Di abad 21 ini, kita mulai melihat pengambilalihan pekerjaan oleh robot, mesin, dan kecerdasan buatan. Kecerdasan buatan atau Artificial Intelligence (AI) merupakan cabang ilmu komputer yang mengembangkan intelijensi mesin namun dengan pola berpikir dan bekerja seperti manusia.
Saat ini, AI sangat populer dan banyak dibahas di seluruh sektor/area kehidupan, mulai dari bisnis, kesehatan, pendidikan, dan tidak terkecuali pemerintahan. Meluasnya penggunaan AI ini menjadi sebuah perubahan besar yang menimbulkan tantangan bagi seluruh lini kehidupan untuk bergerak cepat dalam rangka menganalisis kemungkinan timbulnya dampak negatif.
Pada awal bulan Mei 2023 lalu, Kantor Imigrasi Bandara Soekarno Hatta yang dibawahi oleh Kementerian Hukum dan HAM memperkenalkan empat Petugas Imigrasi berbasis AI pertama di Indonesia yang akan bertugas sebagai asisten komunikasi pelayanan publik. AI tersebut bahkan diciptakan dengan nama dan wajah yang sangat Indonesia. Adapun alasan Imigrasi Bandara Soekarno Hatta ikut menerapkan tren penggunaan AI ini adalah untuk membantu jalannya operasional kebutuhan imigrasi, khususnya terkait informasi dan kehumasan.
----------------
# [TANTANGAN 1]
Menurut bacaan sumber, apa alasan Kantor Imigrasi Bandara Soekarno Hatta ikut menerapkan penggunaan AI?

# [DATA MENTAH]
----------------
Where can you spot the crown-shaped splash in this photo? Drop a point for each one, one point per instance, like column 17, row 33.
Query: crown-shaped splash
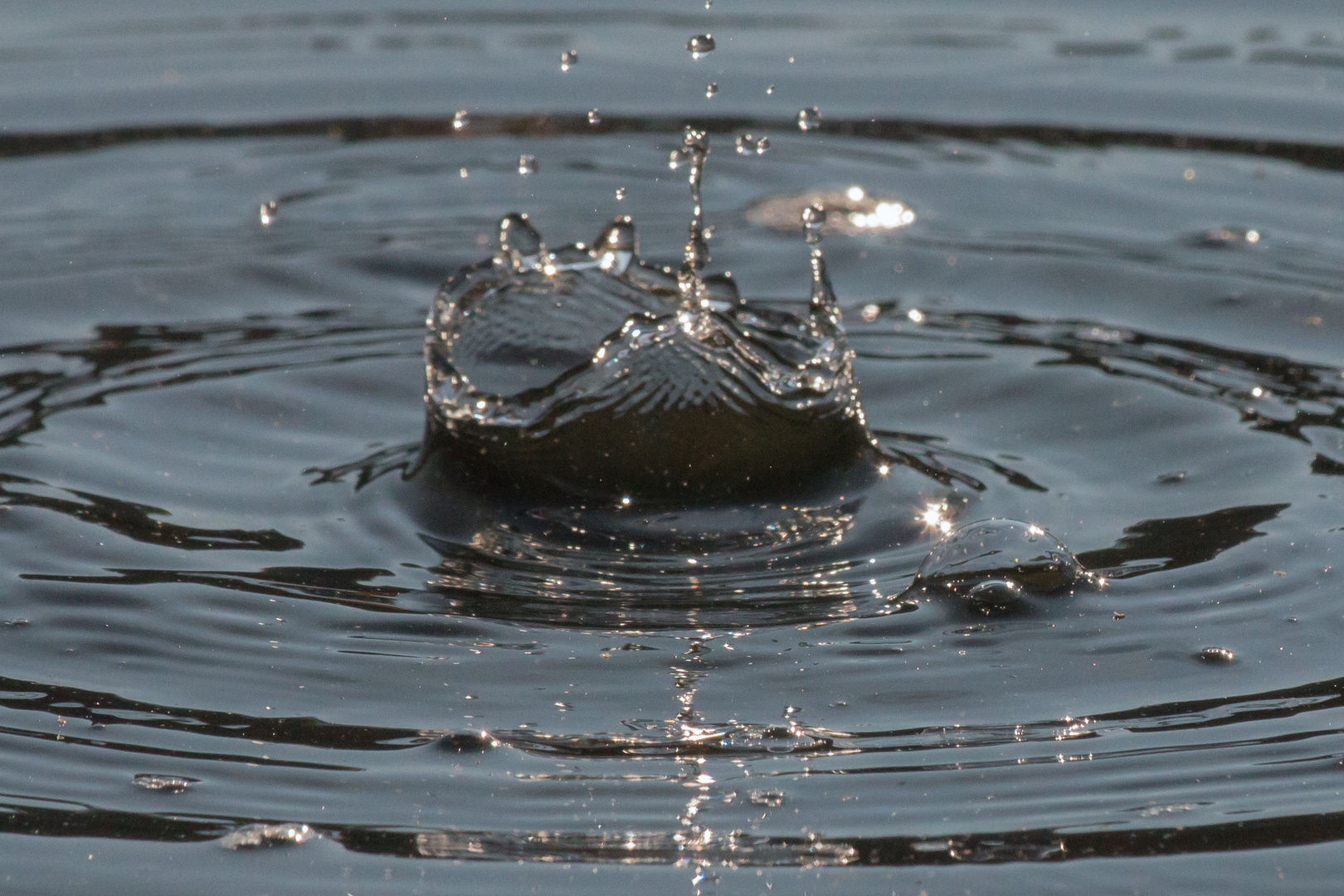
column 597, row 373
----------------
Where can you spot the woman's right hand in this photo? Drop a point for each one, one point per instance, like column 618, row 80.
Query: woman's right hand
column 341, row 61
----------------
# [TANTANGAN 2]
Tulis ulang daftar di atas sebagai CSV dua kolom bernama teks dan jawaban, mulai dari baris yang memuat "Where can you spot the woman's" sampai baris yang memuat "column 341, row 61", dengan kedua baris itu ikut disertakan. Buat satu baris CSV untuk tiap butir, dan letakkan setiap nilai dalam satu kolom berkutip dengan jeda baris diganti spasi.

# [JAWABAN 1]
Kantor Imigrasi Bandara Soekarno Hatta menerapkan AI untuk membantu jalannya operasional kebutuhan imigrasi, khususnya yang terkait dengan informasi dan kehumasan.

# [JAWABAN 2]
teks,jawaban
"Where can you spot the woman's right hand in this photo? Drop a point for each one, one point per instance, like column 618, row 80. Query: woman's right hand","column 341, row 61"